>> Begin

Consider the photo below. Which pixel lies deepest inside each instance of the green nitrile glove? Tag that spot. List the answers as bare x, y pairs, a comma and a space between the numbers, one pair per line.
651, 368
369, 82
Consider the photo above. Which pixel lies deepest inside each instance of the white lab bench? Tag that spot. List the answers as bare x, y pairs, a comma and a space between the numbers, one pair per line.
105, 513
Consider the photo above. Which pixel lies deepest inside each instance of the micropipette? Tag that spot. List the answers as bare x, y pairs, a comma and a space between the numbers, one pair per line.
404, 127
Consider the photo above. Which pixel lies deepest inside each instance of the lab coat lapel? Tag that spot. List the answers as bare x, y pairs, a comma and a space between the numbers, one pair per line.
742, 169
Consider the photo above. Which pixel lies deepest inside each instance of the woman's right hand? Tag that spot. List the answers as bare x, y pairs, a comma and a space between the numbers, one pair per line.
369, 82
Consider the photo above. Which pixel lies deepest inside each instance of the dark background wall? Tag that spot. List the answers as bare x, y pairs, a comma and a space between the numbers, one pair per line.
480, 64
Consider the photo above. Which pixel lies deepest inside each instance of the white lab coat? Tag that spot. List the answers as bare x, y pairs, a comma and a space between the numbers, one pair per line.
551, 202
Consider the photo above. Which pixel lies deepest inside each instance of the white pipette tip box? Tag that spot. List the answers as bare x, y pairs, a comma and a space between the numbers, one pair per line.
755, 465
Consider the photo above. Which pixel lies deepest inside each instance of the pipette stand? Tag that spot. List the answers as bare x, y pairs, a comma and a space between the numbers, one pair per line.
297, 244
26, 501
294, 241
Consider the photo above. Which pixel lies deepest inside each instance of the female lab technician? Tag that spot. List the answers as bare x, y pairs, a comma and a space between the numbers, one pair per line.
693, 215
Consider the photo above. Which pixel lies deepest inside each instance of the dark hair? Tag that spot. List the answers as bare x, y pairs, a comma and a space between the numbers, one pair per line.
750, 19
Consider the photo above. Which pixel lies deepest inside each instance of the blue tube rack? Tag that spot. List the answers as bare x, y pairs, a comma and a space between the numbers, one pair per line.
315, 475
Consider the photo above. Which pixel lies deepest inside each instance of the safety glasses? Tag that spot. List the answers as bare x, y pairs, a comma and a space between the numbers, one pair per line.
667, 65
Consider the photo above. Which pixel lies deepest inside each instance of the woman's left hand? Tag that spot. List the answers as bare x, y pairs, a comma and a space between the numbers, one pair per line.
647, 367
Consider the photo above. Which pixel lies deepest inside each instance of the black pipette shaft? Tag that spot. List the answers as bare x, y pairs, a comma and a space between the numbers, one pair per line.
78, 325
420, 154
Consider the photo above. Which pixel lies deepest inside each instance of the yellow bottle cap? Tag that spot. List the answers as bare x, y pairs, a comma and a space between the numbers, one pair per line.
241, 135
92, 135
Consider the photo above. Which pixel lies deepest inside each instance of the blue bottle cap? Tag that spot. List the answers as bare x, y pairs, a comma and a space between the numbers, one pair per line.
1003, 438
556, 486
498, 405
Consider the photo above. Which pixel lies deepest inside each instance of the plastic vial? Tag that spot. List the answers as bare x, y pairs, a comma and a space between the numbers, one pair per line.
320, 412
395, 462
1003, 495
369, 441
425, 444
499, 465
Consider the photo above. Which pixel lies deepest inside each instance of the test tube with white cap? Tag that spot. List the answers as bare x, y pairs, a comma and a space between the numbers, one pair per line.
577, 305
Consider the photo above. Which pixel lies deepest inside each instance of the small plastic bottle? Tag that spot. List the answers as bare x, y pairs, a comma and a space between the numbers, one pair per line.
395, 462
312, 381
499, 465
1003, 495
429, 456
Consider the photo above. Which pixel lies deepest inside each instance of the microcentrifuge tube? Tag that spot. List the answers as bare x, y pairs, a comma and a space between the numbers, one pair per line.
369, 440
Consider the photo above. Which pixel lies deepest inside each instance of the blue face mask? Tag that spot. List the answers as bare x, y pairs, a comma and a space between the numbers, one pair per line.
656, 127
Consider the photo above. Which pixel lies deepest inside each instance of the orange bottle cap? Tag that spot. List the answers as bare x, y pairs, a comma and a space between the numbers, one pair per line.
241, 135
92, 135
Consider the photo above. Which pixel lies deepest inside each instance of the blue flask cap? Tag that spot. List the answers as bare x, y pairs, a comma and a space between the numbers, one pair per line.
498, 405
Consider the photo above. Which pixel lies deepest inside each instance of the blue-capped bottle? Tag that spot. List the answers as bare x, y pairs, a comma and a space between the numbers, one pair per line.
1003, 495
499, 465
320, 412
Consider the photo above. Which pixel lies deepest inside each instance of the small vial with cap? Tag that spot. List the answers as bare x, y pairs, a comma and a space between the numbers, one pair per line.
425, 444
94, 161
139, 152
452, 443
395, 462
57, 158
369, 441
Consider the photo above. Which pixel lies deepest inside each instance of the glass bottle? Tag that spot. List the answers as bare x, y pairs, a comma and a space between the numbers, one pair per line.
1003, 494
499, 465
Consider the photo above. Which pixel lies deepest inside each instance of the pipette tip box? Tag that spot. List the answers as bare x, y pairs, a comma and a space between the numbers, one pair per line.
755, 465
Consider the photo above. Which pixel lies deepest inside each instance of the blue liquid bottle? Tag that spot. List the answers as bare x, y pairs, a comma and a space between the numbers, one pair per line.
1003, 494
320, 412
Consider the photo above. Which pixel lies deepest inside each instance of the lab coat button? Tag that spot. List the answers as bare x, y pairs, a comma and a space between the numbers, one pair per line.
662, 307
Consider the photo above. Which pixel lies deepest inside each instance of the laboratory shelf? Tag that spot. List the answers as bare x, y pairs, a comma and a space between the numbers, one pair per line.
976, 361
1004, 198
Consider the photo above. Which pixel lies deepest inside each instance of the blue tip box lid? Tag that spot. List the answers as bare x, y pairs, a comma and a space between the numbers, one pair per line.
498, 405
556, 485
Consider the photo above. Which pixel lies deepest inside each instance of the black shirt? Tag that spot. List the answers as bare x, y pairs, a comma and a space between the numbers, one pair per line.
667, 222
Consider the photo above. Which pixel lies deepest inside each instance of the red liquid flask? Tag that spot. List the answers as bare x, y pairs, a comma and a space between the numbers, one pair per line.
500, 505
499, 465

>> End
>> Begin

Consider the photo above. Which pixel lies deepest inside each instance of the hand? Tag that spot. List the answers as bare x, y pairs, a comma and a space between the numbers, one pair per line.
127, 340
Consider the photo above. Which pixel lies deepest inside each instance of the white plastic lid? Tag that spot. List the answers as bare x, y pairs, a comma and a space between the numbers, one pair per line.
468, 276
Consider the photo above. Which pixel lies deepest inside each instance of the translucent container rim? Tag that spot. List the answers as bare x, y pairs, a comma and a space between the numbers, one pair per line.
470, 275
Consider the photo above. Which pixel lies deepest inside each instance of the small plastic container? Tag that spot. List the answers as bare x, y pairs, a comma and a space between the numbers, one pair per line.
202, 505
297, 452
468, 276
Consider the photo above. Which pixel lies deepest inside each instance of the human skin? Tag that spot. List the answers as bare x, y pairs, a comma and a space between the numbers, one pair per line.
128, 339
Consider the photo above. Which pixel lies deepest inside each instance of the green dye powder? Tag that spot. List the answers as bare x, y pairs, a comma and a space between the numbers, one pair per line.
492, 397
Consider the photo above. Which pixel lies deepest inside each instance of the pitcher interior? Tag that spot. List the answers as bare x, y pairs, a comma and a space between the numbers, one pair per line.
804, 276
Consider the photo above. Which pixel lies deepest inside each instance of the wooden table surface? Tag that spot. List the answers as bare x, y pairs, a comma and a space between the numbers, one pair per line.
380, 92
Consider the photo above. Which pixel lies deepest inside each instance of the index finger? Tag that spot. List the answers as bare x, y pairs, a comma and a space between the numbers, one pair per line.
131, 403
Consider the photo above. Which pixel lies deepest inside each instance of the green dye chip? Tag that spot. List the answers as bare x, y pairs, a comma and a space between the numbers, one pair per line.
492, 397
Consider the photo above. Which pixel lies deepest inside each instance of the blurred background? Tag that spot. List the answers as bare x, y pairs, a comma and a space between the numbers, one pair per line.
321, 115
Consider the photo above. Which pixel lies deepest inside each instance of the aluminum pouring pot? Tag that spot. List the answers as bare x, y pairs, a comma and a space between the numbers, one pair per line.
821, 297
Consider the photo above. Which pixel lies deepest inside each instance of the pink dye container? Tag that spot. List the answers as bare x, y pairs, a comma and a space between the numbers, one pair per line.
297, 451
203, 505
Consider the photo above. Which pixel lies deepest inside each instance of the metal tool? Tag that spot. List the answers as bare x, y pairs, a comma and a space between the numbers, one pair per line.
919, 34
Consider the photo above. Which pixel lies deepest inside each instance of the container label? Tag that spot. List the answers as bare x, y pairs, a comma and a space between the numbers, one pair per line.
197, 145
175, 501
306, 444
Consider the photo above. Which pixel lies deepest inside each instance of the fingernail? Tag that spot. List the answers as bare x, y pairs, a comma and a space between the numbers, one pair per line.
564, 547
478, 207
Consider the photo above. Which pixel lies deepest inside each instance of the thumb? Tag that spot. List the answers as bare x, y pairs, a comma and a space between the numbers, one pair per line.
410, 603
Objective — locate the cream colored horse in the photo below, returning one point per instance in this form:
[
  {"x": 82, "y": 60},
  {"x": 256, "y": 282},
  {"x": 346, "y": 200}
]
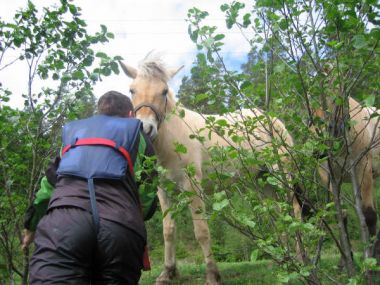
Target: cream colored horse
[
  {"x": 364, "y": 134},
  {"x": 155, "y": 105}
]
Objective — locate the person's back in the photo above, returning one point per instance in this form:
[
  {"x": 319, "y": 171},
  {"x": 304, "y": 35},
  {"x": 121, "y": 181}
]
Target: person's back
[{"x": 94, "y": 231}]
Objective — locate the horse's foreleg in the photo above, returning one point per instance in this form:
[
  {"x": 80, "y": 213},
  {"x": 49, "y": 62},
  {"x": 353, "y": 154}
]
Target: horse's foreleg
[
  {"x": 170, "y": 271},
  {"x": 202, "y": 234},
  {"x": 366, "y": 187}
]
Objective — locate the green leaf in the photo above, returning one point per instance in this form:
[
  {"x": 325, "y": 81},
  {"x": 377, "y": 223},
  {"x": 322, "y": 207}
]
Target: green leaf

>> End
>> Begin

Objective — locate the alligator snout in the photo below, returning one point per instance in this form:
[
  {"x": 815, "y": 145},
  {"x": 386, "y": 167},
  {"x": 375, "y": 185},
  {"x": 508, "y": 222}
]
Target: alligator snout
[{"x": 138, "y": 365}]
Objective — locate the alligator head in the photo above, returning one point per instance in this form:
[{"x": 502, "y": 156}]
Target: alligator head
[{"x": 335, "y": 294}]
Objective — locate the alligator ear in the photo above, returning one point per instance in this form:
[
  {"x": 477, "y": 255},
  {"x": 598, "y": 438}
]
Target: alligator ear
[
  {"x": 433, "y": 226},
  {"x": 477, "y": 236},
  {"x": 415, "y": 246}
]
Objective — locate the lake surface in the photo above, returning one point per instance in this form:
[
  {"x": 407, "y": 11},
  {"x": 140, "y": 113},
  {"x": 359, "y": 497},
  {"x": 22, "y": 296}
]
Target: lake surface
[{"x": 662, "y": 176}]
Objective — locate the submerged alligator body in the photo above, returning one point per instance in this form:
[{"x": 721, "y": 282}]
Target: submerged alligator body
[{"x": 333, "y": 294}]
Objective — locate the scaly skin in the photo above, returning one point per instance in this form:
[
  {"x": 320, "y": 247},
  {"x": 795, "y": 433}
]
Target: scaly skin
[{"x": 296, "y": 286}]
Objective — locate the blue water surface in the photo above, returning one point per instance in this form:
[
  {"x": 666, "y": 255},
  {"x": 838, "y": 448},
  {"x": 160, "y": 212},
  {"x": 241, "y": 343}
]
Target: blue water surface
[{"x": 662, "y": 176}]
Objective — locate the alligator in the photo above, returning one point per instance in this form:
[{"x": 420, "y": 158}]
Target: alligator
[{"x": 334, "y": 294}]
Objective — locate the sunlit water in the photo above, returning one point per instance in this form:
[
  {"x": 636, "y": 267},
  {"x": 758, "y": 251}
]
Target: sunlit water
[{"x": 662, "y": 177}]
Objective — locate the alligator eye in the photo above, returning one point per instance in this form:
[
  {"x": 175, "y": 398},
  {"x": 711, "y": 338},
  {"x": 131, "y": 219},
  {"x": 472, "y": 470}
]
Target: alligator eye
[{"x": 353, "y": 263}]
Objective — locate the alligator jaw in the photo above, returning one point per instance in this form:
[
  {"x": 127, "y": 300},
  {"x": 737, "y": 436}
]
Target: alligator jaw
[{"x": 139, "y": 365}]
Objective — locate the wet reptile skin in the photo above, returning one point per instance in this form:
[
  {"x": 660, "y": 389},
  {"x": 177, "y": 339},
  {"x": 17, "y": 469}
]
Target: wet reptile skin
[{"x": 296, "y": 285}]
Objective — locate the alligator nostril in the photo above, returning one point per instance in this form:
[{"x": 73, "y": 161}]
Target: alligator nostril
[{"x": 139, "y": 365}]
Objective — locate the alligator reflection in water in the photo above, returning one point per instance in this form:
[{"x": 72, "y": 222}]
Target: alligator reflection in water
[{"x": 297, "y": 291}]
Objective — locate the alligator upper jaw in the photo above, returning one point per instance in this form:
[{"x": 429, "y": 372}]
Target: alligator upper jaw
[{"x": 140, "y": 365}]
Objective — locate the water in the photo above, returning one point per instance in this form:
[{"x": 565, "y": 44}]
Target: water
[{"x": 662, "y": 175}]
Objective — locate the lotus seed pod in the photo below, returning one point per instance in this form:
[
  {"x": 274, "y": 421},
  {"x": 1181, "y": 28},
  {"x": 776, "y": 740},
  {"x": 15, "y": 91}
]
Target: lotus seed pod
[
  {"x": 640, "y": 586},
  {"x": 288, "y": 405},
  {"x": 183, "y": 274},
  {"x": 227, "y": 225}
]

>> End

Copy the records verbatim from the line with "of the fingernail?" up to and including the line with "Target: green leaf", leaving out the pictures.

Consider the photo above. Which pixel lies deepest inside each instance of the fingernail? Tag that spot. List the answers as bare x, y pairs, a comma and a space between the numbers, one pair per line.
564, 547
478, 207
Consider the photo above. Which pixel lies deepest inside each instance of the thumb? Tag that spot. List the answers as bare x, y pairs, a comma and a space between the numbers, one pair per line.
410, 603
Objective — locate the cream colored horse in the photo below, returning one point per instance in this form:
[
  {"x": 82, "y": 60},
  {"x": 256, "y": 282},
  {"x": 346, "y": 200}
]
Target: cream colored horse
[
  {"x": 364, "y": 134},
  {"x": 155, "y": 105}
]
Objective — locate the person's back in the photo above, returning one point per instance in this form:
[
  {"x": 319, "y": 171},
  {"x": 304, "y": 35},
  {"x": 121, "y": 181}
]
Target: person's back
[{"x": 94, "y": 231}]
Objective — locate the horse's foreleg in the photo above, returning one point per instance in this form:
[
  {"x": 80, "y": 213},
  {"x": 49, "y": 62},
  {"x": 353, "y": 154}
]
Target: horse's foreleg
[
  {"x": 170, "y": 271},
  {"x": 202, "y": 234},
  {"x": 366, "y": 187}
]
Objective — locate the green leaf in the photo above, returning one point per instance in this form:
[
  {"x": 325, "y": 81},
  {"x": 377, "y": 223},
  {"x": 322, "y": 207}
]
Target: green leaf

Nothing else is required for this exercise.